■ **Exercise prompt**
Quote the listing below in its entirety, omitting every image.

■ **Data shown**
....
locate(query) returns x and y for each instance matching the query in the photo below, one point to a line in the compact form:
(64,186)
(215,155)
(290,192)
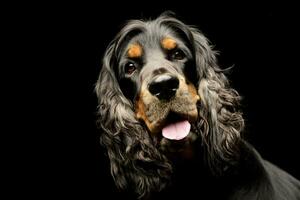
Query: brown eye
(178,55)
(130,68)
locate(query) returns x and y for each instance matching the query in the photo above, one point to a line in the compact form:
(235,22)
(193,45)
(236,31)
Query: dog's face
(157,73)
(159,90)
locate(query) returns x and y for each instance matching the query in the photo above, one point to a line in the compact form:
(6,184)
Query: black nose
(164,86)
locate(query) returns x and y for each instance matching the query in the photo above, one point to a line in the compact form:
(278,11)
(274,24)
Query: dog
(172,124)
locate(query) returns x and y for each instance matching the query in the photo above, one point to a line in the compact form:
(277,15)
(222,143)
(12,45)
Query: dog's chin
(176,134)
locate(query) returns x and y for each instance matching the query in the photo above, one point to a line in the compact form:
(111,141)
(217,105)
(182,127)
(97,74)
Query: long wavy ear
(135,161)
(219,108)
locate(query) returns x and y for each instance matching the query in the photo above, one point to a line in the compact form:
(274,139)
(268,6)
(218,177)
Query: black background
(62,46)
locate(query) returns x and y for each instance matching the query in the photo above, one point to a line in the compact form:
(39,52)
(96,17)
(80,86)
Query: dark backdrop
(259,40)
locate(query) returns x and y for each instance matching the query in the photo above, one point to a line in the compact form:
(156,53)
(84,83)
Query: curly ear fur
(135,161)
(219,104)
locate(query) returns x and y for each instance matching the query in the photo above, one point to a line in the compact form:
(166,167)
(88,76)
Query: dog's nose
(164,87)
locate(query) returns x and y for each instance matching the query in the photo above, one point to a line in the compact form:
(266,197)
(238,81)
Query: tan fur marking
(134,51)
(168,43)
(140,112)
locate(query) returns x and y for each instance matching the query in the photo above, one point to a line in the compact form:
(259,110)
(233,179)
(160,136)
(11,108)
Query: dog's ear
(113,111)
(219,106)
(135,161)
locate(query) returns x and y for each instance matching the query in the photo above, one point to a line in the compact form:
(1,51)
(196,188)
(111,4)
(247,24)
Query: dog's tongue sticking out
(176,131)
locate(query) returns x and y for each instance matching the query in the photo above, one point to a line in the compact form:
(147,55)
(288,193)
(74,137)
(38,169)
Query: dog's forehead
(150,40)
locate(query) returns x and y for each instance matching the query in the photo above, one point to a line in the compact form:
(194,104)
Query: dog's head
(160,85)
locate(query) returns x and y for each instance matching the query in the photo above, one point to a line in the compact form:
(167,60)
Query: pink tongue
(177,131)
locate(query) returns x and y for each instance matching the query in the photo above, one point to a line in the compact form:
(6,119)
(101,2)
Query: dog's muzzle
(168,105)
(164,87)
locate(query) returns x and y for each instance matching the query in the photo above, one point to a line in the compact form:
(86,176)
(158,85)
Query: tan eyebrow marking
(134,51)
(168,43)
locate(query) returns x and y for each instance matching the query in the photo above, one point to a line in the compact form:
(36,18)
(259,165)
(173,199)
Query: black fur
(223,165)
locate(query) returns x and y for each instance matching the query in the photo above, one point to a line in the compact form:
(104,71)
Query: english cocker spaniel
(171,123)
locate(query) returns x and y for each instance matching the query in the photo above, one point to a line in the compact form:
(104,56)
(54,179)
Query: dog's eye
(130,68)
(178,55)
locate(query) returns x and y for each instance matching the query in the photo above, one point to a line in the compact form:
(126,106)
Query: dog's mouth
(175,127)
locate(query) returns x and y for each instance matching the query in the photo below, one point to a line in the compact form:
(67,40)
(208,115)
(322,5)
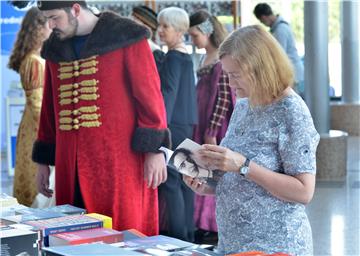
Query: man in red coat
(103,117)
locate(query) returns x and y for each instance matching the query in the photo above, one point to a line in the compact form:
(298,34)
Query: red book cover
(105,235)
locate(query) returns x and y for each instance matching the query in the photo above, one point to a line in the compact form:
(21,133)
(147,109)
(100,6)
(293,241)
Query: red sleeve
(145,85)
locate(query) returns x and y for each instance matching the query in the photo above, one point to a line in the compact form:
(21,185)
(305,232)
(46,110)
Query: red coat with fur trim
(100,113)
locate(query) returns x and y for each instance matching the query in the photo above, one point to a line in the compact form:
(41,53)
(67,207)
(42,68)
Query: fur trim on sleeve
(43,153)
(150,140)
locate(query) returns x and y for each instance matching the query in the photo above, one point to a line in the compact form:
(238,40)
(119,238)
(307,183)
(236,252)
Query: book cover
(34,214)
(18,242)
(185,160)
(104,235)
(107,221)
(196,252)
(66,223)
(160,242)
(65,209)
(87,250)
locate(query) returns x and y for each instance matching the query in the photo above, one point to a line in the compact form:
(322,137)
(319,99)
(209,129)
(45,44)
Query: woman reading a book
(267,155)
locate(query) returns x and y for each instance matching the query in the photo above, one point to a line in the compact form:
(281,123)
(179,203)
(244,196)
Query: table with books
(66,230)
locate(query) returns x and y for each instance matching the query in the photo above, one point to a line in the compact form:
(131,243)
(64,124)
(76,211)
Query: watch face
(244,170)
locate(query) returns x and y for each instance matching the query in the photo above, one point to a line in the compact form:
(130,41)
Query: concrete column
(350,51)
(316,62)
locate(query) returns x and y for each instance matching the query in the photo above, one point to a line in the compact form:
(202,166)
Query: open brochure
(185,160)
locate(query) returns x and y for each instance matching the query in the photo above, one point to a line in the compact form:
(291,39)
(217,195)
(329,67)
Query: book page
(186,161)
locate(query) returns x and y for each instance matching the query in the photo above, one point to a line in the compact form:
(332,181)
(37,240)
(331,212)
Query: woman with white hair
(268,154)
(178,88)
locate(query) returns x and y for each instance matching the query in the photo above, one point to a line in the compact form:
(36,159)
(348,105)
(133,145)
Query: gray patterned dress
(281,137)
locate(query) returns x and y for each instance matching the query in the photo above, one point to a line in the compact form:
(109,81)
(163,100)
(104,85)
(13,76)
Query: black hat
(51,4)
(146,15)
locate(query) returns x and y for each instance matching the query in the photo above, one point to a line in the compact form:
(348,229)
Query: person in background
(216,101)
(178,89)
(147,17)
(281,30)
(103,118)
(25,59)
(268,153)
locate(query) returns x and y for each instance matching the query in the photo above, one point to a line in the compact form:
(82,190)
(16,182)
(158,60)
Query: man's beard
(71,31)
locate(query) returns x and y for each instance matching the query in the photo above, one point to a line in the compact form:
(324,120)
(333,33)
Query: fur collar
(110,33)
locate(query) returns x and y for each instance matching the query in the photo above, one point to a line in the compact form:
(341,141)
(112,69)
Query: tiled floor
(333,212)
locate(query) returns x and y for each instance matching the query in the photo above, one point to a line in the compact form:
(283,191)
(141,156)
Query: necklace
(246,122)
(179,47)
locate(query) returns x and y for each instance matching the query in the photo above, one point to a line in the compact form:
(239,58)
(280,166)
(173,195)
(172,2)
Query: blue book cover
(32,215)
(65,209)
(66,223)
(161,242)
(87,250)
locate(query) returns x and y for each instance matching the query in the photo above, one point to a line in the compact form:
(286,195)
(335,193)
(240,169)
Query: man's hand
(155,171)
(42,180)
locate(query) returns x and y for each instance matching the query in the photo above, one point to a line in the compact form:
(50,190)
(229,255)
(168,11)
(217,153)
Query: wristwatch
(244,169)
....
■ **Result for this exercise**
locate(query) returns x and y for each instance matching the query in the photo below, one point to a line in the compact form:
(64,186)
(215,155)
(290,192)
Query: brown eye
(178,55)
(130,68)
locate(query) returns x and y for each instance matching the query in the photo above, one point to a line in the compact form:
(235,22)
(193,45)
(236,31)
Query: dog's face
(157,73)
(159,90)
locate(query) returns x and y for each instance matching the query in the photo above, one point to a line in the compact form:
(6,184)
Query: black nose
(164,86)
locate(query) returns x and y for each instance matching the query in the photo above, one point to a line in the compact form:
(278,11)
(274,24)
Query: dog
(172,124)
locate(query) returns x and y for each instance matching the query in the photo above, one point to a line in the compact form:
(277,15)
(222,143)
(12,45)
Query: dog's chin
(176,134)
locate(query) returns x and y for each instance matching the query in the photo above, one point to a line in the compact form:
(111,141)
(217,105)
(182,127)
(97,74)
Query: long wavy ear
(135,161)
(219,108)
locate(query) returns x and y for each instance matching the query in the photo above, one point to a line in the compact form:
(274,139)
(268,6)
(218,177)
Query: black background
(62,46)
locate(query) returns x and y for each instance matching the query in the photo above, one point to a line in the compact form:
(39,52)
(96,17)
(80,86)
Query: dark backdrop
(259,40)
locate(query) returns x and y for each instance matching the query in the photo above, one point to a line in the compact form:
(156,53)
(84,83)
Query: curly ear fur
(135,161)
(219,104)
locate(query) returns x and y for each instance matching the query in the photo above, one point to a line in the compact form:
(166,167)
(88,76)
Query: dog's nose
(164,87)
locate(query) returns x and y for each instance matching the query in the photo above, one point to a line in the compact form:
(266,197)
(238,81)
Query: tan fur marking
(134,51)
(168,43)
(140,112)
locate(query) returns x and y for each instance matching the query in the photo above, one point to a line in the compact form:
(259,110)
(233,179)
(160,136)
(11,108)
Query: dog's ear
(113,111)
(219,106)
(135,161)
locate(query) returns x and y for each instance matching the query in the photo above, one point to a line in the compact form:
(1,51)
(196,188)
(111,4)
(247,24)
Query: dog's tongue sticking out
(176,131)
locate(query) returns x and y for each instance matching the query in the photo above, one point to a line in the compact form:
(147,55)
(288,193)
(74,137)
(38,169)
Query: dog's forehead
(150,40)
locate(query) returns x and y for each instance matching the query in the photo above, one point to a line in the compact form:
(194,104)
Query: dog's head
(160,85)
locate(query) returns x and y for each instance matching the query in the photo above, one point to a line in the compact form:
(167,60)
Query: pink tongue
(177,131)
locate(query) returns x and y for each instance matching the query in the photo above, one point to a line in the compact form:
(6,119)
(101,2)
Query: dog's muzzle
(168,105)
(164,87)
locate(query) returns x and y for each instance matching the query in the photo above, one point to a line in the compact form:
(86,176)
(158,85)
Query: tan eyebrow marking
(134,51)
(168,43)
locate(query) returns x and y for each instance matching the query in the photo above, one point to a line in the compact form:
(36,18)
(259,165)
(173,199)
Query: black fur
(223,165)
locate(query) returns x and y for each instance matching the query in the photo above, one point to a line in the compact form:
(104,71)
Query: english cocker spaniel
(171,123)
locate(query) returns x and y for each instance matching the query in the photo above, one point to a line in the compact form:
(104,56)
(54,179)
Query: dog's eye
(130,68)
(178,55)
locate(query) returns x and y for each instance matching the query in the photo above, one point to a line in the compact form:
(126,106)
Query: dog's mouth
(175,127)
locate(query) returns x and y for each instance matching the query in the photo below, one point to a line in the compact form:
(67,40)
(208,115)
(322,5)
Query: man in red coat
(103,117)
locate(query) returns x and y for each instance matching the query in the photo above, one point to a line in the compact form:
(298,34)
Query: red book cover
(105,235)
locate(query) returns x and y for each instance matching the query in the photo above, one point to a line in the compact form:
(21,133)
(147,109)
(100,6)
(293,241)
Query: red sleeve
(145,85)
locate(query) returns x and y for each instance matching the query in the photo above, one point to a line in the compact form:
(21,185)
(305,232)
(46,110)
Query: red coat with fur trim
(100,113)
locate(query) returns x and y for each instance matching the query in the photo above, one point to a line in the compact form:
(41,53)
(67,207)
(42,68)
Query: fur trim on sleeve
(43,153)
(150,140)
locate(query) returns x and y for each instance matching the query in the photo above, one point to a line in the compact form:
(238,40)
(119,238)
(307,183)
(236,252)
Query: book cover
(34,214)
(18,242)
(185,160)
(104,235)
(107,221)
(196,252)
(66,223)
(160,242)
(65,209)
(87,250)
locate(query) returns x and y for each instance matching the query in the photo above, one point to a line in the compact form:
(322,137)
(319,99)
(209,129)
(45,44)
Query: woman reading a book
(267,155)
locate(query) returns x and y for each instance matching the query in the photo above, one point to a line in the compact form:
(281,123)
(179,203)
(244,196)
Query: table with books
(66,230)
locate(query) returns x and y for each instance matching the query in the photo above, one point to a line in the compact form:
(131,243)
(64,124)
(76,211)
Query: watch face
(244,170)
locate(query) returns x and y for each instance matching the query in the photo above, one point to a line in the compact form:
(130,41)
Query: concrete column
(350,51)
(316,62)
locate(query) returns x and y for each instance matching the query in the photo above, one point to a line in the compact form:
(202,166)
Query: open brochure
(185,160)
locate(query) returns x and y for each instance matching the query in the photo above, one point to a line in the compact form:
(291,39)
(217,195)
(329,67)
Query: book page
(186,161)
locate(query) returns x and y for each instance matching the query in the photo above, one point to a line in the compact form:
(332,181)
(37,240)
(331,212)
Query: woman with white hair
(268,154)
(178,88)
locate(query) returns x and y for each instance matching the query in the photo above, one point to a line in the compact form:
(36,159)
(348,105)
(133,145)
Query: gray patterned dress
(281,137)
locate(query) returns x and y for each instance matching the query in the photo above, one point to a line in the compact form:
(109,81)
(163,100)
(104,85)
(13,76)
Query: black hat
(51,4)
(146,15)
locate(query) returns x and y for each instance matching the query in the photo above, one point to a line in the compact form:
(348,229)
Query: person in background
(216,101)
(178,89)
(147,17)
(281,30)
(103,118)
(25,59)
(268,153)
locate(query) returns x and y for each instance matching the query in the photo above, one point to a line in the compact form:
(82,190)
(16,182)
(158,60)
Query: man's beard
(71,31)
locate(query) returns x and y for each instance matching the query in the photo above, one point to a line in the compact form:
(324,120)
(333,33)
Query: fur collar
(110,33)
locate(query) returns x and y for each instance matching the query in the photo above, one point to a line in the compact form:
(341,141)
(112,69)
Query: tiled floor
(333,212)
locate(query) returns x and y for each instance matching the query in the photo above, one point to a line in the compact form:
(283,191)
(141,156)
Query: necklace
(246,122)
(179,47)
locate(query) returns x and y for each instance matching the query in the photo above, one point to a line in the compact form:
(239,58)
(280,166)
(173,195)
(172,2)
Query: blue book cover
(32,215)
(65,209)
(66,223)
(161,242)
(87,250)
locate(query) returns x and y for each instance matching the query in the photo above, one point to a line in the compact form:
(286,195)
(335,193)
(240,169)
Query: man's hand
(155,171)
(42,180)
locate(query) returns x and y for each instance matching the query in the photo above, one point to a line in the compact form:
(50,190)
(229,255)
(168,11)
(217,153)
Query: wristwatch
(244,169)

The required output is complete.